> _WHAT IS ASKED_:
Change every "keypoint" to "marker" in the material, from the line with "pick out the brick" up to and including the final line. Reproduce only those lines with everything else left as it stands.

Labeled-object pointing entries
"""

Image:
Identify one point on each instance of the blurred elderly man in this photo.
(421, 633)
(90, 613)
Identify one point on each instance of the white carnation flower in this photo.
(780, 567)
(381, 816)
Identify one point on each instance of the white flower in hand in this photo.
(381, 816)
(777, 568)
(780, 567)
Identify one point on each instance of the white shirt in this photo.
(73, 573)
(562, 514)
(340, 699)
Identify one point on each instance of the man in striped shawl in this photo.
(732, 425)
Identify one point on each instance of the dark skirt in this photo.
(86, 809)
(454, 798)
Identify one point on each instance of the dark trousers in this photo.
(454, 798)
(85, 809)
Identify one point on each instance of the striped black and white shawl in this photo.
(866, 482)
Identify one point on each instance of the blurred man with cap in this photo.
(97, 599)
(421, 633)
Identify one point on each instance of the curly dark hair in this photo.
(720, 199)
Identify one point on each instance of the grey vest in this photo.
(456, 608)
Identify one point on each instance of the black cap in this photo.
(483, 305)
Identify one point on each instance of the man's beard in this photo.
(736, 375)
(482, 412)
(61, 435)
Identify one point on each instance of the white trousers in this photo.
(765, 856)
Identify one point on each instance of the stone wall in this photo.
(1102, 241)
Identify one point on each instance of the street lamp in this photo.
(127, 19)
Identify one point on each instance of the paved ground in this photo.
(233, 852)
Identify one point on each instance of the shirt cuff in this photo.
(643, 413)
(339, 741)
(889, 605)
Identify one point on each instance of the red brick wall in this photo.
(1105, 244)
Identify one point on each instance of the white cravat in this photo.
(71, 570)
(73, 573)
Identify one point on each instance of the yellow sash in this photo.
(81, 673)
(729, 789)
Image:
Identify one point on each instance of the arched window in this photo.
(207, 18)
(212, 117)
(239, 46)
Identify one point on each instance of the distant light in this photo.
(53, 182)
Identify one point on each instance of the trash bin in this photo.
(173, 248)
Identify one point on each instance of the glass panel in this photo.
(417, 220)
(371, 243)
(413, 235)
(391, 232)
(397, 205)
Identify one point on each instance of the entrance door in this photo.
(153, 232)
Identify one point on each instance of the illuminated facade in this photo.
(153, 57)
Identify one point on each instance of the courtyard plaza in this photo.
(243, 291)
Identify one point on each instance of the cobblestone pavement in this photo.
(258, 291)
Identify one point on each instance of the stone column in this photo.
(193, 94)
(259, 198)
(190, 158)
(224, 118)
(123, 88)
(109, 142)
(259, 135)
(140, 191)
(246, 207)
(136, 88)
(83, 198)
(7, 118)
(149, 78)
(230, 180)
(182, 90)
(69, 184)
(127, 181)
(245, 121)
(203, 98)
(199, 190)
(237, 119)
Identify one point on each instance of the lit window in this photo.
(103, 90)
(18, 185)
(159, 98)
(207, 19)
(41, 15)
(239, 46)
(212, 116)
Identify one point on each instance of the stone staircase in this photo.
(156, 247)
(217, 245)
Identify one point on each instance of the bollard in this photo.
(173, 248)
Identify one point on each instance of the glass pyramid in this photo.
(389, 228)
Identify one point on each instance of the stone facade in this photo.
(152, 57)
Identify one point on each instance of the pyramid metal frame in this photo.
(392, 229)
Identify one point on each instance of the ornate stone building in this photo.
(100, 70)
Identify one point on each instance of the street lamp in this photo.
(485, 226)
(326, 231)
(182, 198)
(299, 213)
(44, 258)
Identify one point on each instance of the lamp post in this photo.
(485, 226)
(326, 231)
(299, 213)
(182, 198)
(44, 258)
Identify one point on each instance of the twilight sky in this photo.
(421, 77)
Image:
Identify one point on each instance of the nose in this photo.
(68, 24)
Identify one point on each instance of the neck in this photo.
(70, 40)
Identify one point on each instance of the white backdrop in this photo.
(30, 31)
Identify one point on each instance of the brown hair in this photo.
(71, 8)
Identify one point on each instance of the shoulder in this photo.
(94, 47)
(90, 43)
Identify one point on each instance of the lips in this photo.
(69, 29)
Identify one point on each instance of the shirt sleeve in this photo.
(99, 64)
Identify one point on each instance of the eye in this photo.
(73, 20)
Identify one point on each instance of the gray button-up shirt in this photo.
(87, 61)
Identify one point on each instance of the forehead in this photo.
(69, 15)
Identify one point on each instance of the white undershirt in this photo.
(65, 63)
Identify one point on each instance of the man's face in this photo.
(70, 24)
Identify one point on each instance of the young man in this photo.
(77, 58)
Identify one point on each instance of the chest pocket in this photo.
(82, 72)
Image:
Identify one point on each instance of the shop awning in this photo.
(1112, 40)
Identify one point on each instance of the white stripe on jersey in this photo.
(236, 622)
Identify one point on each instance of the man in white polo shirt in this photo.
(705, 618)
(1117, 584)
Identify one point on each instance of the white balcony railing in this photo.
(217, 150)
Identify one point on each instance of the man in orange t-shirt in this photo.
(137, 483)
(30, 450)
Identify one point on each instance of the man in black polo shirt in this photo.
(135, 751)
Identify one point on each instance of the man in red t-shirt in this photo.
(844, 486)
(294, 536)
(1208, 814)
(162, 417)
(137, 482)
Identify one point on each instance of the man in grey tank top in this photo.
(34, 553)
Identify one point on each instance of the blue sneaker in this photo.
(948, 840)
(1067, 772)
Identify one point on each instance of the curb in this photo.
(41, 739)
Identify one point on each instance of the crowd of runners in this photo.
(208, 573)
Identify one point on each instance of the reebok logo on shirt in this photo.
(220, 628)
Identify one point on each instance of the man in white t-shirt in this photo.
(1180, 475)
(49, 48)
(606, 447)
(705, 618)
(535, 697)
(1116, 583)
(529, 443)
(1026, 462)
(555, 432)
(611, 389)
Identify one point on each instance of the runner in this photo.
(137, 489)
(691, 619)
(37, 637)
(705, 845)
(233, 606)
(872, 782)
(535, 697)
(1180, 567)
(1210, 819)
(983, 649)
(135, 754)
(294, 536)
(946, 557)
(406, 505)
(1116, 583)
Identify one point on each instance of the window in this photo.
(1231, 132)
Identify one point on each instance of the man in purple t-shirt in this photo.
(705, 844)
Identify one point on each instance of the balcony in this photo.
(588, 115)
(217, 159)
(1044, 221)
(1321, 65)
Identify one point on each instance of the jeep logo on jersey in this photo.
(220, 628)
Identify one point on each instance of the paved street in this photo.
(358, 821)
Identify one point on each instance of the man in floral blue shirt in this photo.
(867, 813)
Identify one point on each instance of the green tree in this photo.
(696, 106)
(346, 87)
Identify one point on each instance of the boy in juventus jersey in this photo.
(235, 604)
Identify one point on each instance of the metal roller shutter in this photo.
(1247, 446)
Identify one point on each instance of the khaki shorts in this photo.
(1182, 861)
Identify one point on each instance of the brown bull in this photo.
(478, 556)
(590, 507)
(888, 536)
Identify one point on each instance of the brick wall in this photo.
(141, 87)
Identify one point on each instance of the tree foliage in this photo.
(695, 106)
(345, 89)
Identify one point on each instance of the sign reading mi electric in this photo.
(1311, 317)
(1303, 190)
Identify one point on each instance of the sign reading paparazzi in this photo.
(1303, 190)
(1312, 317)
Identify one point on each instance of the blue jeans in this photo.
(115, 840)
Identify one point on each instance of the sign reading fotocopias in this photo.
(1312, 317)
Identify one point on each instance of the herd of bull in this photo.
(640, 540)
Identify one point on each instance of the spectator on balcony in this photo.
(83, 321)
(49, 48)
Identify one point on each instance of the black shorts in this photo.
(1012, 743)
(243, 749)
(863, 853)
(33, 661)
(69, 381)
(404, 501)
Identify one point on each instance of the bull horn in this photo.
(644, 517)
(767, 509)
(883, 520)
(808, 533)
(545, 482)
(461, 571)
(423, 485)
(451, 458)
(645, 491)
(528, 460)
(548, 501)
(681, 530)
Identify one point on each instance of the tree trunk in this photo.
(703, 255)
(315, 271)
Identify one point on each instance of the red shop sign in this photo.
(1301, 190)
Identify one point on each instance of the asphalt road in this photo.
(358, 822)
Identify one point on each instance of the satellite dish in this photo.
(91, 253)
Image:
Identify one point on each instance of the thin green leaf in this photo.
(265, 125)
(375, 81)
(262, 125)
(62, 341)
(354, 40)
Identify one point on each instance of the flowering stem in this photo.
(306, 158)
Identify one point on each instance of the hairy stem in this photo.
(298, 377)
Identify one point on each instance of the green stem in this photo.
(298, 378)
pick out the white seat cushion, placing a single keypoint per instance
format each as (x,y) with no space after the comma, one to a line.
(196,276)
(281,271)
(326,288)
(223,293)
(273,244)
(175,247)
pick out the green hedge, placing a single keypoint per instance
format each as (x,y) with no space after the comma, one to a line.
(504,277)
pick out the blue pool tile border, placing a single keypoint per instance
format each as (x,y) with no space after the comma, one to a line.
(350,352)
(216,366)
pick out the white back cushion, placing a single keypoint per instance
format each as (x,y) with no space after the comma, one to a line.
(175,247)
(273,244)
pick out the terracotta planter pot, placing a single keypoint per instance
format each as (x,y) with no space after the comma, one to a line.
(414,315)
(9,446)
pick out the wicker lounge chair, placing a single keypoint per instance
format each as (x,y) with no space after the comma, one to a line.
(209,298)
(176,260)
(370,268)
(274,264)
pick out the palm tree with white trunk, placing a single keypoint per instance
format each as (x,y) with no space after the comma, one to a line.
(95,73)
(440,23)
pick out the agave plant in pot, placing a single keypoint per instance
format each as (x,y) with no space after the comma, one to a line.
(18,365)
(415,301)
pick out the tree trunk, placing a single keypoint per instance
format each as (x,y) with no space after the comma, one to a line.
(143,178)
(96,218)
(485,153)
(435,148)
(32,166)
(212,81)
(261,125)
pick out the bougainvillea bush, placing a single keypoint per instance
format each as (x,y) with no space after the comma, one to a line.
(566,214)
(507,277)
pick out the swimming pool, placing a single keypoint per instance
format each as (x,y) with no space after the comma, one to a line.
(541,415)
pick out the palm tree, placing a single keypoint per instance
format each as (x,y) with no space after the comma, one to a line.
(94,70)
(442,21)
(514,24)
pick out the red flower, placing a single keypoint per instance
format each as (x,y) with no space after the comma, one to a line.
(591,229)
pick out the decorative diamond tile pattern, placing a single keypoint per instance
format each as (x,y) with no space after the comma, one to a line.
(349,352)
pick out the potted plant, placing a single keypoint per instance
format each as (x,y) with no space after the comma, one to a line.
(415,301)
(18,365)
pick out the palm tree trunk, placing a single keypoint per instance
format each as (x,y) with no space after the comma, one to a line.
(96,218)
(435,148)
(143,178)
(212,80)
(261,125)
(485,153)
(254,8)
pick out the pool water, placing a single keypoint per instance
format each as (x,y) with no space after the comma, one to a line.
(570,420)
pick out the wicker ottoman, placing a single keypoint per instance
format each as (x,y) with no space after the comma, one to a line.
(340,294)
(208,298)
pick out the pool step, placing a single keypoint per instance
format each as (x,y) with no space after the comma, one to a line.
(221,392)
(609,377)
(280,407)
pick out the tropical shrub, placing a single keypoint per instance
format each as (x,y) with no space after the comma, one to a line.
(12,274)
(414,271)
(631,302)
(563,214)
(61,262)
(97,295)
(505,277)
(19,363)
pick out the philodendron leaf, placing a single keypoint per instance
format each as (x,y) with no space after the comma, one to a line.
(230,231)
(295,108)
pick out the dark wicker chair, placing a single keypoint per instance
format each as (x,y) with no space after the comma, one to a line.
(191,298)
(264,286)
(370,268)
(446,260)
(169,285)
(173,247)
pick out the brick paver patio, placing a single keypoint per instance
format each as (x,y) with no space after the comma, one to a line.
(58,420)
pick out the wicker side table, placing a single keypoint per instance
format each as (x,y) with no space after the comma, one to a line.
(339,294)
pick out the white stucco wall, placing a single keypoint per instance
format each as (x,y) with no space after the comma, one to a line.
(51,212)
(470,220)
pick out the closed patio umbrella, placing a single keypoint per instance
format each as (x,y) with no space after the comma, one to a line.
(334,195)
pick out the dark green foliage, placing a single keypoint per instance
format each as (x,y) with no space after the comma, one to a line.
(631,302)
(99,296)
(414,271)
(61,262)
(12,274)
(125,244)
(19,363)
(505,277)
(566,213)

"""

> _COMPLETE ANSWER_:
pick out the brick paver patio, placing a single marker per instance
format each as (x,y) with no space after the comma, one to a line.
(58,420)
pick out the wicker side table, placing a single marker per instance
format each as (x,y) with no space after the comma, one to a line.
(339,294)
pick out the white stucco wall, placing a single marker per instance
format each as (x,y) with no space after the comma, one to a line.
(51,212)
(470,220)
pick out the closed patio umbrella, placing a single marker per instance
format each as (x,y) with no space after the comma, one to a line.
(334,195)
pick out the dark green foliage, placing a single marker per instance
format each as (x,y) with no space after the comma, one to a line.
(631,302)
(99,296)
(414,271)
(61,262)
(12,274)
(125,244)
(19,363)
(505,277)
(566,213)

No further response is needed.